* **Extract provided**
Drupal founder on Sharepoint
Dries Buytaert, the founder and maintainer of the excellent web CMS, Drupal, talks today about Sharepoint 2007. He calls it (and its "ilk" of software) "Collaboration Management Software," instead of "Content Management Software." I like that distinction. It takes the emphasis off the content - which is just static and a bit dull - and moves it to the locus of importance: people, and the work they do with other people.
Given the explosive rise of this market (Sharepoint, alone, went from $0 to $500,000,000 in just its first three years), it is shocking how little the industry is doing to solve the same customer problems (and thereby compete with Microsoft) that Sharepoint envisions. Dries mentions Alfresco as the leading open source alternative to Sharepoint. Fine. But where is Oracle in this? IBM? Etc.?
Some context. My last role at Novell before I left was analyzing the Sharepoint threat. Microsoft was (and I suppose still is, whatever the psuedo-Glasnost we're supposed to be imbibing) using Sharepoint to push Linux out of the data center. It is a fantastic way to lock up an enterprise's content in a closed-source, no-standards repository such that Microsoft owns that company's IT future, because content is the heart of any enterprise.
It is not enough to be an operating system, ERP, CRM, etc. vendor anymore. You need to have a content story. Yesterday it was important, but not critical. Today, it is mandatory.

* **Given material**
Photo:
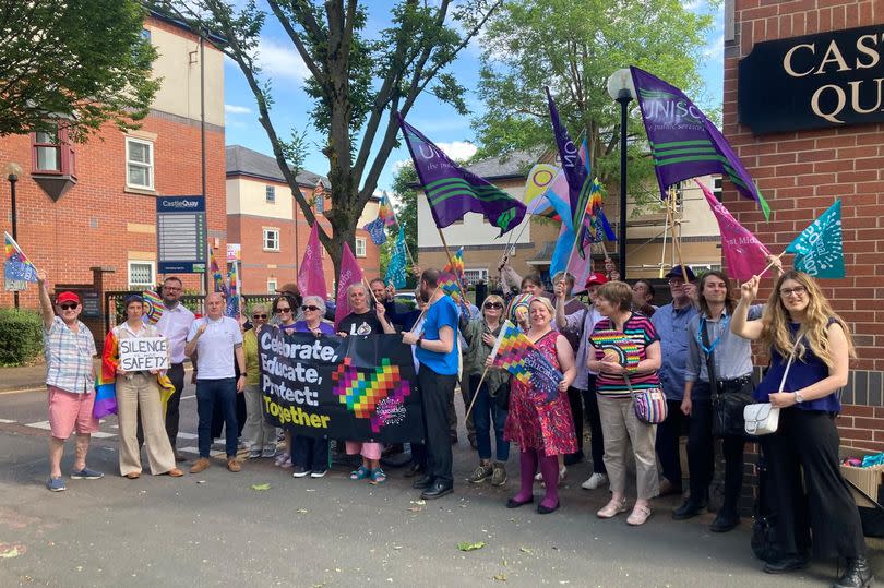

* **Study questions**
A: Answer from the Sharepoint post:
(i) What term does Dries Buytaert use for Sharepoint and similar software in place of "Content Management Software"?
(ii) What revenue figure did Sharepoint reach in its first three years?
(iii) What was the writer's last role at Novell?
B: Carry on writing the Sharepoint post, picking up after its final sentence.
The data come from a separate source unrelated to the Sharepoint post.

* **Answers**
A:
(i) "Collaboration Management Software."
(ii) $500,000,000.
(iii) Analyzing the Sharepoint threat.

B:
The difficulty will be in ensuring that competitive offerings have tight integration with both Microsoft technologies and varioius software pieces that embrace and extend Sharepoint's vision. I personally think Sharepint is a great product, but a little light in some areas that customers think are important. I also think there will be interesting opportunities to both tie into Sharepoint (partner) and compete at the same time, as Documentum is doing.
Dries writes:
I wonder what impact the introduction of SharePoint 2007 will have. What was once an important Drupal differentiator (i.e. bundling a wide variety of functionality into a single platform) will finally become commodity in 2007. Instead, seamless integration with other applications might become essential to compete? Interesting times!Indeed.

1 comments:
Has someone ever created the litmus test and/or filtering definition for content management?